- **Action item**:
The answer must be every line of the records below that holds the word "hind".

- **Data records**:
====

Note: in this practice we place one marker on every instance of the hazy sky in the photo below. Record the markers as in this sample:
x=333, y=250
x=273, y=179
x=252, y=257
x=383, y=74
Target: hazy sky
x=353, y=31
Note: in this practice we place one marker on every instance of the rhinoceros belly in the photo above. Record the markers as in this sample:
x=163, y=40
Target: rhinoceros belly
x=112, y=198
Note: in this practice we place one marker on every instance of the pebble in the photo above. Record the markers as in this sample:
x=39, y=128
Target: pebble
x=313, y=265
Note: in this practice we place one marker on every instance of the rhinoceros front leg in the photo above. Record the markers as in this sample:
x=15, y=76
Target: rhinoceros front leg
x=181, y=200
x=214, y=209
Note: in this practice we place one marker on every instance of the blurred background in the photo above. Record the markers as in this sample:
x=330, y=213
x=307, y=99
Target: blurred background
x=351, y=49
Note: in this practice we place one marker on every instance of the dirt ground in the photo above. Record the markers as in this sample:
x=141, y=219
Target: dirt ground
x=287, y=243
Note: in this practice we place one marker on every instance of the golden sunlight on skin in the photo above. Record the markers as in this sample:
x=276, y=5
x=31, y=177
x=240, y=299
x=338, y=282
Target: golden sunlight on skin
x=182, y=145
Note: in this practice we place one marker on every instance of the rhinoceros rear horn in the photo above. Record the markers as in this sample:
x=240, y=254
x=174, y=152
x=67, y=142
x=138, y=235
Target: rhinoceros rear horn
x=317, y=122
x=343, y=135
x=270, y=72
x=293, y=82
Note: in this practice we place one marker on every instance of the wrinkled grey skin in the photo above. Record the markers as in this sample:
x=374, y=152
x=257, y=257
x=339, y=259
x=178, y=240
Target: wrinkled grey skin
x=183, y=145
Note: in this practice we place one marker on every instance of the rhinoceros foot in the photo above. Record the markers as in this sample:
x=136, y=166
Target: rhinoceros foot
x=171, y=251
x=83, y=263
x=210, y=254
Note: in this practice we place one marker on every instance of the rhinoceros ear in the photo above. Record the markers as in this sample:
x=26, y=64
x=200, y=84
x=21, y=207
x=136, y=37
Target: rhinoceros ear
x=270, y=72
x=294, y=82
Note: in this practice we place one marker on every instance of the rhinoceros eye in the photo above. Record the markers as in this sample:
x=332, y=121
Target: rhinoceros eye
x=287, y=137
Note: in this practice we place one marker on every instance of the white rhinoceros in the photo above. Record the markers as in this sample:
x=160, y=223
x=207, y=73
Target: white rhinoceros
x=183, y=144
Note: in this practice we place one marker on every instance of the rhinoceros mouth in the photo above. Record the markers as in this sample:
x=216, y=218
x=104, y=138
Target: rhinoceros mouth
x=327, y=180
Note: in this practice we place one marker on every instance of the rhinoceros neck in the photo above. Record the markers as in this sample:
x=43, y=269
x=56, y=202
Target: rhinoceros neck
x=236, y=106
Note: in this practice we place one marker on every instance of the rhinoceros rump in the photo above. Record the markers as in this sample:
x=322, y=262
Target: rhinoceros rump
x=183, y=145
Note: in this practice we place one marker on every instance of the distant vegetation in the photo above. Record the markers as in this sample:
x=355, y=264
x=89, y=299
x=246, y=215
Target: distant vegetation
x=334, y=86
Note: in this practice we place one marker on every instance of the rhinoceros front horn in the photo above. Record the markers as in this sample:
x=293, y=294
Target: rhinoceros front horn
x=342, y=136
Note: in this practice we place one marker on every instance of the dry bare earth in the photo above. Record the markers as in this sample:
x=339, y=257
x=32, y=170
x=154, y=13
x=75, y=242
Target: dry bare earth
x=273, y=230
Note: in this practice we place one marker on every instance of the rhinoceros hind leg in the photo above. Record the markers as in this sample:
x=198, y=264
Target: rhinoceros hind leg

====

- **Solution for this exercise**:
Note: in this practice we place one marker on every instance of the rhinoceros hind leg in the photo above. Record the markers as in this sample:
Target: rhinoceros hind leg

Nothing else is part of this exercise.